Collected data:
__________________________________________________

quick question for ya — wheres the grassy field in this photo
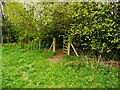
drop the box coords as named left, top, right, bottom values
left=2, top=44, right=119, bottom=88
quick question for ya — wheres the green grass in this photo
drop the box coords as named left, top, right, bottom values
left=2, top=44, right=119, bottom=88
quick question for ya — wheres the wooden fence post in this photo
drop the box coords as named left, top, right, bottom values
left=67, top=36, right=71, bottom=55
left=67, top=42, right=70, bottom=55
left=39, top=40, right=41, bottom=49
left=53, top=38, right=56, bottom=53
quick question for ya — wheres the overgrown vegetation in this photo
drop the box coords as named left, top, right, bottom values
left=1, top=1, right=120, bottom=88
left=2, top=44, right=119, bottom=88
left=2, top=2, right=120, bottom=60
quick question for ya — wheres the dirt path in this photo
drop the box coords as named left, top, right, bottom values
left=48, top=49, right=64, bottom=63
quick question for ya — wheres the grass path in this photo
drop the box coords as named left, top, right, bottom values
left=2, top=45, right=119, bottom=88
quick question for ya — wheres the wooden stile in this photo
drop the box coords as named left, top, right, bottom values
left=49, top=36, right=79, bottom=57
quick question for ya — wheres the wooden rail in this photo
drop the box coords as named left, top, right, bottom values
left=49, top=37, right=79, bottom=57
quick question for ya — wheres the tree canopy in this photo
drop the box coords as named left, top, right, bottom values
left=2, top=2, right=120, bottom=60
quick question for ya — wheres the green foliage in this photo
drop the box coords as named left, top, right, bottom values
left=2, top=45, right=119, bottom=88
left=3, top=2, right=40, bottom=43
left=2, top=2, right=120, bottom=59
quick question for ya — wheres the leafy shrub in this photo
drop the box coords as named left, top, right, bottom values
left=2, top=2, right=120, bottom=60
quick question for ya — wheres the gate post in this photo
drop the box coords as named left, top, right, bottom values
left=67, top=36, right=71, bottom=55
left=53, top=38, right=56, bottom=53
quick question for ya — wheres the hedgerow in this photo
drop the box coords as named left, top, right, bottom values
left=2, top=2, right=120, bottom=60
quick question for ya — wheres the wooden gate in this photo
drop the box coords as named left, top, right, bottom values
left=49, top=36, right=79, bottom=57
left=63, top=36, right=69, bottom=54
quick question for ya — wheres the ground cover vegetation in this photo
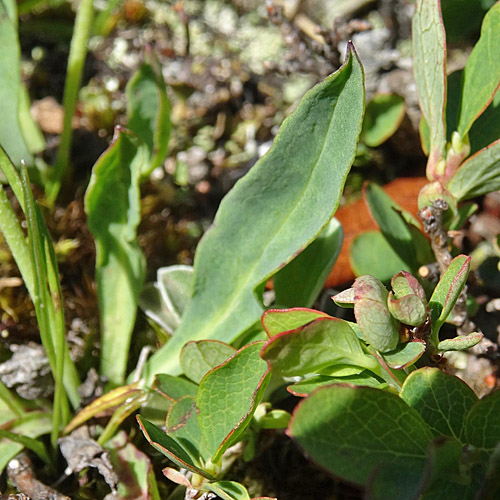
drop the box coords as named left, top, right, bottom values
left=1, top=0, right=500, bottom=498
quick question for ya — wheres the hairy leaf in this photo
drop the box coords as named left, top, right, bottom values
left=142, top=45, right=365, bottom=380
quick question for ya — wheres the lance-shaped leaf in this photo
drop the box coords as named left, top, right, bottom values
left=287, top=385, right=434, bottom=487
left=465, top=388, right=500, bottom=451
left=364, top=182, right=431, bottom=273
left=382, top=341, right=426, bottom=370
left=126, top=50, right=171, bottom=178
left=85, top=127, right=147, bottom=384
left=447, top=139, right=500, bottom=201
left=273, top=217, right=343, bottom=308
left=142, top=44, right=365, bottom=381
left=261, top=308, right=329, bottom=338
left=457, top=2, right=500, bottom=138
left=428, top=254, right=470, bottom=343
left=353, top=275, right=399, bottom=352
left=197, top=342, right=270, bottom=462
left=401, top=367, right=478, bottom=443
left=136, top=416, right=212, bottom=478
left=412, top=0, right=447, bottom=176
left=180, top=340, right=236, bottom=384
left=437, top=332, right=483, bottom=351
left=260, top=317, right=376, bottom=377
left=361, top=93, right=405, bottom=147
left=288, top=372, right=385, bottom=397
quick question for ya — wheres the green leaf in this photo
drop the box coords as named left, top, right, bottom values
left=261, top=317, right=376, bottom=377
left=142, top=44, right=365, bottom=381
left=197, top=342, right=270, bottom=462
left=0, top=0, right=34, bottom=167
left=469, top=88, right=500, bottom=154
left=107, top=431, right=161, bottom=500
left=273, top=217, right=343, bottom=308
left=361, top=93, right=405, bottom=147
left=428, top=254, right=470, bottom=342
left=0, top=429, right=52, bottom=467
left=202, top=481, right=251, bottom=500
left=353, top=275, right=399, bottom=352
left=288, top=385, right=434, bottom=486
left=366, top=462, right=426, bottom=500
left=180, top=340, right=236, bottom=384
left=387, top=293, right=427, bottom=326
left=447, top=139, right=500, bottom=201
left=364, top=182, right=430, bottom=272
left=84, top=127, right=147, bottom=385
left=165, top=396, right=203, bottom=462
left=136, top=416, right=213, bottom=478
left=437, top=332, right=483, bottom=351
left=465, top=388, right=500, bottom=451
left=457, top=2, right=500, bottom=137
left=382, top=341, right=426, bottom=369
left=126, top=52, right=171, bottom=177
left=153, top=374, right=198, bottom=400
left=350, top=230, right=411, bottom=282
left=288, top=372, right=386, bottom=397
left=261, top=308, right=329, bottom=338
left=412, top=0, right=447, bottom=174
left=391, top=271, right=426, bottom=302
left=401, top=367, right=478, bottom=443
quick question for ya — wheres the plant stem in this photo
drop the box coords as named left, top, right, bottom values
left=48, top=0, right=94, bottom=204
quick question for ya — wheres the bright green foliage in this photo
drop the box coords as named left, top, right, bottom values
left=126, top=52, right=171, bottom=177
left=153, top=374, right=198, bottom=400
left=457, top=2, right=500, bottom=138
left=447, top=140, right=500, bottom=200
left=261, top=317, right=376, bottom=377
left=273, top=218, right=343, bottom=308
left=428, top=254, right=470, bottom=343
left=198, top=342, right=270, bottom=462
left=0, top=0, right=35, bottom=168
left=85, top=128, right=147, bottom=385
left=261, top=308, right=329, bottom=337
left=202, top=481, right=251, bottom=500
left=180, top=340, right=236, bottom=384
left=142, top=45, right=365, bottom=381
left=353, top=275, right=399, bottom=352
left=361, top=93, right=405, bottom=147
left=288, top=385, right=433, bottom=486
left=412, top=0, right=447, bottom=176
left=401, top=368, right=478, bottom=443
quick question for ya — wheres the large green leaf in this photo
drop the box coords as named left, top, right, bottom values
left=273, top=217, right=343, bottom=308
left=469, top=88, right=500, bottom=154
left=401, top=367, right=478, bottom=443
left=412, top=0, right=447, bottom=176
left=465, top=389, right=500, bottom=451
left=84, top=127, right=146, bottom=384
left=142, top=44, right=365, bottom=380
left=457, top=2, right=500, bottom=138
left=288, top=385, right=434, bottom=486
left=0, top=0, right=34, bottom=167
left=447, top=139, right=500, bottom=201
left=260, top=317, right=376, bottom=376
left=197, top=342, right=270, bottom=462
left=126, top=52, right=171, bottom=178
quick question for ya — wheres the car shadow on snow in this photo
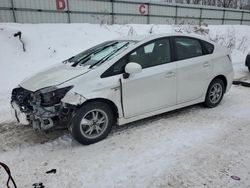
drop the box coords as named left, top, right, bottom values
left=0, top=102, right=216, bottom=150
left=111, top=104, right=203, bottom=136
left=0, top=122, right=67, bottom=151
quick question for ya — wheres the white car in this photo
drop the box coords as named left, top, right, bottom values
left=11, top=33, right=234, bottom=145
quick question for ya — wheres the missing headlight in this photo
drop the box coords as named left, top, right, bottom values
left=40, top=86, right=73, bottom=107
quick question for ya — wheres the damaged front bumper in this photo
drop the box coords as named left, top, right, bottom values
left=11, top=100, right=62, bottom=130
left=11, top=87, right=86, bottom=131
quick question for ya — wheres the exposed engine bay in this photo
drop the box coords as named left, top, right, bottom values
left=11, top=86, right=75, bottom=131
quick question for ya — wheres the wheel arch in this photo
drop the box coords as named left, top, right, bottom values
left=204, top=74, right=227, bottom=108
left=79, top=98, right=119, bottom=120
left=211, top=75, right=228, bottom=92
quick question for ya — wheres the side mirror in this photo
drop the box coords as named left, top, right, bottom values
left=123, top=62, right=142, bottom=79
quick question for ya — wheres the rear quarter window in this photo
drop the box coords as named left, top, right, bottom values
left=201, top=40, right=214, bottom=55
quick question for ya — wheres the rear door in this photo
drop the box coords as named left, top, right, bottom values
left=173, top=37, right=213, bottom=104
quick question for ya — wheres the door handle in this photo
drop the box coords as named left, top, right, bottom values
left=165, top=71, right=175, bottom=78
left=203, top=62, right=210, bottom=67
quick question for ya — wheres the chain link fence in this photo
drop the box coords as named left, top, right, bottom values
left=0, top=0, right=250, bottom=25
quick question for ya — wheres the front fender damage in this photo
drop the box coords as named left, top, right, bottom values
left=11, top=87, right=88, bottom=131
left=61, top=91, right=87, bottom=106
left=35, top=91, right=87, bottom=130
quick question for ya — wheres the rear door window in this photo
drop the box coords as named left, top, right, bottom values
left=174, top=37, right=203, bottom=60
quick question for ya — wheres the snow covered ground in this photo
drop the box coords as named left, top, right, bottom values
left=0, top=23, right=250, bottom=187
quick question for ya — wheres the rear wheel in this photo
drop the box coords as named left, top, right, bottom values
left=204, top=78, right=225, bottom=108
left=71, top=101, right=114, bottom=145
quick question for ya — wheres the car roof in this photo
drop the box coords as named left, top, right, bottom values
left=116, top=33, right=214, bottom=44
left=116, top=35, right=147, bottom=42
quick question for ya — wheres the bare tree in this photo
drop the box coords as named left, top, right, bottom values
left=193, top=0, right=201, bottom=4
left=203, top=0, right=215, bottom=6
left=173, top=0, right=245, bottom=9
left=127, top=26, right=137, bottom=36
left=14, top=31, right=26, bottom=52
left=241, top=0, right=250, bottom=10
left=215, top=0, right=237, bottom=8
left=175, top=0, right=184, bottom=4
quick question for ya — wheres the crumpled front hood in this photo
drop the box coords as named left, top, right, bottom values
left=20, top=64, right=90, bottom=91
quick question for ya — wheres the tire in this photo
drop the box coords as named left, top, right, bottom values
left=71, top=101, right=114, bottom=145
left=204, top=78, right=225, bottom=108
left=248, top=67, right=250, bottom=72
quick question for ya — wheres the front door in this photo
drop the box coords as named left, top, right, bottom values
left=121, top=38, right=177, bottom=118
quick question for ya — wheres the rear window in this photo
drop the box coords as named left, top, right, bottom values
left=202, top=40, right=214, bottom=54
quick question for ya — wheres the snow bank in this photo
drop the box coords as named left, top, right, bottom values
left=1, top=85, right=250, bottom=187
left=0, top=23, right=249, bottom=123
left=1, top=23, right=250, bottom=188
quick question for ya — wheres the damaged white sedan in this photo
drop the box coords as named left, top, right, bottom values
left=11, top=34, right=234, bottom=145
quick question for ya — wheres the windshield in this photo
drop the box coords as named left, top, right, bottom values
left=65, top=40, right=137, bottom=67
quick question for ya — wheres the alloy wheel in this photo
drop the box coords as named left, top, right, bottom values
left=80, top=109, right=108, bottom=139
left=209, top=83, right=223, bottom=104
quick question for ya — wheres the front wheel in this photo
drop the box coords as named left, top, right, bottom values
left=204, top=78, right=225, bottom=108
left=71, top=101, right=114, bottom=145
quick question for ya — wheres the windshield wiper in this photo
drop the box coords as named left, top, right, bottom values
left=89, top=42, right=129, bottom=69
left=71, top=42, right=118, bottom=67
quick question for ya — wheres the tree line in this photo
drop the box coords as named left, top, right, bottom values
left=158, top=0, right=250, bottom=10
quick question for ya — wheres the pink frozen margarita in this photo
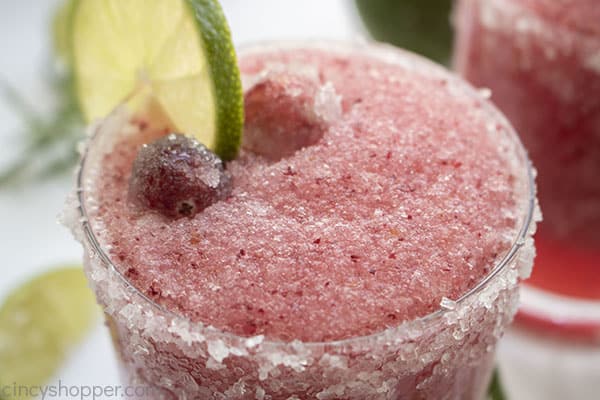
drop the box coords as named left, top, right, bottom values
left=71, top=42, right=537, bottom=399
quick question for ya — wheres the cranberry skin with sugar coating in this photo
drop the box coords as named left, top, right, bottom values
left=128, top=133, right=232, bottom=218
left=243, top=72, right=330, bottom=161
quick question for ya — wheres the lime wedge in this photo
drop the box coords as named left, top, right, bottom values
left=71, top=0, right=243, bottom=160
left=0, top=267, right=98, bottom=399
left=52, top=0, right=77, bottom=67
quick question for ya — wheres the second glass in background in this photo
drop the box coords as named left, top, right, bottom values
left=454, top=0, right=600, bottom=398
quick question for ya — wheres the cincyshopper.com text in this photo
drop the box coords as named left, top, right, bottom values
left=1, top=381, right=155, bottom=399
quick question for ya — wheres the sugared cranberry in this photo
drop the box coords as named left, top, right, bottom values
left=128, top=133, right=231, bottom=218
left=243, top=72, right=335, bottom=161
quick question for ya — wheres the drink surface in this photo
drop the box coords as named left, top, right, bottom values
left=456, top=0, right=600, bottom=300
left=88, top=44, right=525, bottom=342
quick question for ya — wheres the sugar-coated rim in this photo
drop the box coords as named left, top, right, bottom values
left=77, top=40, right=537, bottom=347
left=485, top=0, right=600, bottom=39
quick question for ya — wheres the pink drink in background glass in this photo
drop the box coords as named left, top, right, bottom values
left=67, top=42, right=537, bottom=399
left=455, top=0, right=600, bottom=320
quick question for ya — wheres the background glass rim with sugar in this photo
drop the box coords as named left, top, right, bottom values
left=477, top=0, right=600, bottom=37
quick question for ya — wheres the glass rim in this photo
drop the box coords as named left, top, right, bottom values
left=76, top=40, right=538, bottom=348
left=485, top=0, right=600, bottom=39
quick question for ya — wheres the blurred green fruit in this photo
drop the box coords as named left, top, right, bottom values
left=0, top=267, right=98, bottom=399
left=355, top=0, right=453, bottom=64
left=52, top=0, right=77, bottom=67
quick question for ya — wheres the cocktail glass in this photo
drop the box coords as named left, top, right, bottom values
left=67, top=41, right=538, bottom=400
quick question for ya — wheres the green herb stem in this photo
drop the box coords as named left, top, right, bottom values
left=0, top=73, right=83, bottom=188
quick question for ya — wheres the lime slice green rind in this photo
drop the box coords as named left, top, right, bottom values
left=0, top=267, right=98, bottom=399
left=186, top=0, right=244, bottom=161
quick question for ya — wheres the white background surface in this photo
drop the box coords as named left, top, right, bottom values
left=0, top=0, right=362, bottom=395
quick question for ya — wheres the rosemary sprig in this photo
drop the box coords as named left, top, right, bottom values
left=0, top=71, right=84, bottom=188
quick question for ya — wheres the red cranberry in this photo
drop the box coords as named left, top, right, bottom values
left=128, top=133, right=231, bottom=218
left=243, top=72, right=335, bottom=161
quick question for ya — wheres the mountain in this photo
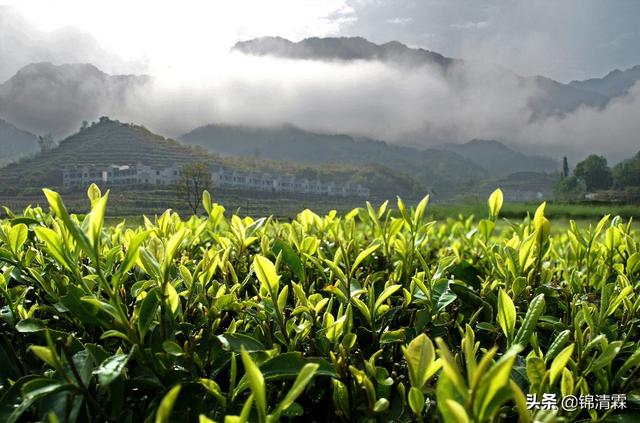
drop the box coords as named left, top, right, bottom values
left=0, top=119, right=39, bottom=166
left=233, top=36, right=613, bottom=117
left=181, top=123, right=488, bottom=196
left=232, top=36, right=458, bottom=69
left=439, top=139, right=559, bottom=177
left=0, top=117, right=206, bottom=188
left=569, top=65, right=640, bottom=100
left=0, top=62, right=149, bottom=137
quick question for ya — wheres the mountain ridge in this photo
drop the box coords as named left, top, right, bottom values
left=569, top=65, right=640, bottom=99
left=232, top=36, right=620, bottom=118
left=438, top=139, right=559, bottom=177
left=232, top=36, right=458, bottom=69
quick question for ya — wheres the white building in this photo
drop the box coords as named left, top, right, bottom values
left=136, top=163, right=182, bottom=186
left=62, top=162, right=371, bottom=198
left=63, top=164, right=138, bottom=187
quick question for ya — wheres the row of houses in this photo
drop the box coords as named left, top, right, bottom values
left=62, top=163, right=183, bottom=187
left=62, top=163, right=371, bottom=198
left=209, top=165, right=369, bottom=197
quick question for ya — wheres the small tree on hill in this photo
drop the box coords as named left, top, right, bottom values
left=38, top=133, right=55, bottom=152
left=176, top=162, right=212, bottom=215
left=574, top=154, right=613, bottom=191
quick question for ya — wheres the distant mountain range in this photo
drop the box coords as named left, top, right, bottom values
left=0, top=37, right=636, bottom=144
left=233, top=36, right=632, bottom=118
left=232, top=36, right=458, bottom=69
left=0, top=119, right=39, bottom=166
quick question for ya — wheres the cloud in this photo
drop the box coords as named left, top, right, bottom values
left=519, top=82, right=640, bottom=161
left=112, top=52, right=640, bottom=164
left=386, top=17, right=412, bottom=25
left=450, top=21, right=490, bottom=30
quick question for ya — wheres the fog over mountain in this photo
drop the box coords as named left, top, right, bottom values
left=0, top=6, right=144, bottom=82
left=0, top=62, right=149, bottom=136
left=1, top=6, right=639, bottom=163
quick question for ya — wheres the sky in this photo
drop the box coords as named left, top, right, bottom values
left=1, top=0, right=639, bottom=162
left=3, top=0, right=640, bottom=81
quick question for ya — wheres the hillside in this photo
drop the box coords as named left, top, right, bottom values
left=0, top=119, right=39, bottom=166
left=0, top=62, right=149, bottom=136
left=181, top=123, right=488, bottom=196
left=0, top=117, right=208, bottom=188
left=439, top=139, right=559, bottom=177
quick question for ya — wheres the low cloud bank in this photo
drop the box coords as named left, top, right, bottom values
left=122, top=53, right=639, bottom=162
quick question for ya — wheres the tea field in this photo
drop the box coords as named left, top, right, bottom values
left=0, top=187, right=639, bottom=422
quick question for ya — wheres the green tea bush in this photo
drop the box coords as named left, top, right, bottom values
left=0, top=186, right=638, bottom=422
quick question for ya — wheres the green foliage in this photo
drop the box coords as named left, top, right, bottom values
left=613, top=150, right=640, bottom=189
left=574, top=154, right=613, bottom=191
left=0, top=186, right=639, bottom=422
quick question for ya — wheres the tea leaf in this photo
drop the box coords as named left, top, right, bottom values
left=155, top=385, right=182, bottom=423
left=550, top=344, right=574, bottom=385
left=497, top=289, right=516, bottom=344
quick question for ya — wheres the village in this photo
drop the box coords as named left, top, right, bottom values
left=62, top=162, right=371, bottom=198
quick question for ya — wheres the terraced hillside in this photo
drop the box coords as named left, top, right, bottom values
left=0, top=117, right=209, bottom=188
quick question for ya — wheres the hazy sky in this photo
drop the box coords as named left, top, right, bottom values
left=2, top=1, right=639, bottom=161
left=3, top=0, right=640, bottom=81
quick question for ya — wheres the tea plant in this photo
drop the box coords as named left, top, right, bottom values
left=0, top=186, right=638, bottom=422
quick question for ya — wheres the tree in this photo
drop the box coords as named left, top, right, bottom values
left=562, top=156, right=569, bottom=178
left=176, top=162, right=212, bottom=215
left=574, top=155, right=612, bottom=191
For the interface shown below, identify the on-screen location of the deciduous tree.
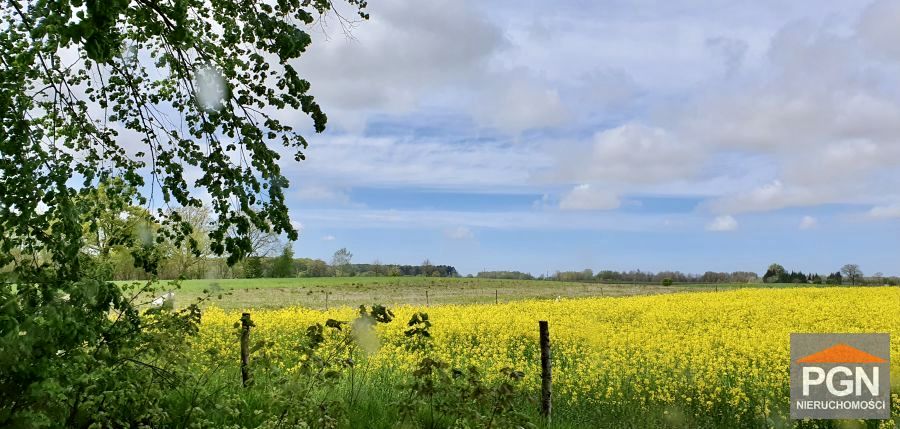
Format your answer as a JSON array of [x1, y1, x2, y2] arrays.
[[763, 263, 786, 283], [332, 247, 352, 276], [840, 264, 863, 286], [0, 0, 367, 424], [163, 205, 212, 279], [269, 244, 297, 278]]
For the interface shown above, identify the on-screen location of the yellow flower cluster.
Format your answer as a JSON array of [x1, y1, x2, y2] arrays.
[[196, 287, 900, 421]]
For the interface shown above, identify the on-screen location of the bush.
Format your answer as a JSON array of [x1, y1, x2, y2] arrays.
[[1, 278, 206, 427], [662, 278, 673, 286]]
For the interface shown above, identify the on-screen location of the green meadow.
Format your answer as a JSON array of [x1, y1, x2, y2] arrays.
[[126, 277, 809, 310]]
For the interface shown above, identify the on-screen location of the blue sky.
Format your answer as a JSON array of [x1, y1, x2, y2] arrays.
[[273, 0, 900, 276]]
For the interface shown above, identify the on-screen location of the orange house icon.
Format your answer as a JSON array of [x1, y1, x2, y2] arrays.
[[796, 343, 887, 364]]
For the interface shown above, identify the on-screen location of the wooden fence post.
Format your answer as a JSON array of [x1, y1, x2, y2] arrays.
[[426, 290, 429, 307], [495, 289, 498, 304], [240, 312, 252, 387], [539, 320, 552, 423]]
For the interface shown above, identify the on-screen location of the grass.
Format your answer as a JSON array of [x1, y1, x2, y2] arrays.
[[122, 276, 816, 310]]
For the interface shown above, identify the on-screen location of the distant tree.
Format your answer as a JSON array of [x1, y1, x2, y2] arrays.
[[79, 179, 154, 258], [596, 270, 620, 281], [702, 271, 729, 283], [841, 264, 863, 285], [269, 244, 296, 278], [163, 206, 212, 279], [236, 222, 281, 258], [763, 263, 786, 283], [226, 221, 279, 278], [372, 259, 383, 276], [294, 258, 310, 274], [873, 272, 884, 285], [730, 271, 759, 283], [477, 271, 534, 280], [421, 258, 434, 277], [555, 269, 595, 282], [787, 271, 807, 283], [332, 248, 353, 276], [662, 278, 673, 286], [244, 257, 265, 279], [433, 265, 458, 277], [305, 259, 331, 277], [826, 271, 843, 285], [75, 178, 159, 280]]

__________________________________________________

### Work instructions
Copy exactly the stretch of data above from the line with "quick question for ya — wheres the wheel" through the line with "quick question for ya — wheres the rear door window", and omit all other lines.

### Output for this task
quick question for ya — wheres the wheel arch in this photo
drop the box coords as named left, top, right, bottom values
left=204, top=74, right=227, bottom=108
left=79, top=98, right=119, bottom=120
left=211, top=75, right=228, bottom=92
quick question for ya — wheres the side mirror in this photo
drop the box coords as named left, top, right, bottom values
left=123, top=62, right=142, bottom=79
quick question for ya — wheres the rear quarter window in this photo
drop the box coords as named left, top, right, bottom values
left=201, top=40, right=214, bottom=55
quick question for ya — wheres the rear door in this photo
drop the box coords as named left, top, right, bottom values
left=173, top=37, right=213, bottom=104
quick question for ya — wheres the door handle in this photo
drop the box coords as named left, top, right, bottom values
left=165, top=71, right=175, bottom=78
left=203, top=62, right=210, bottom=67
quick question for ya — wheres the chain link fence in this photo
drop the box coords as named left, top, right, bottom values
left=0, top=0, right=250, bottom=25
quick question for ya — wheres the front fender damage in this photo
drop the box coords as named left, top, right, bottom values
left=11, top=87, right=88, bottom=131
left=61, top=91, right=87, bottom=106
left=35, top=91, right=87, bottom=130
quick question for ya — wheres the rear door window in this photo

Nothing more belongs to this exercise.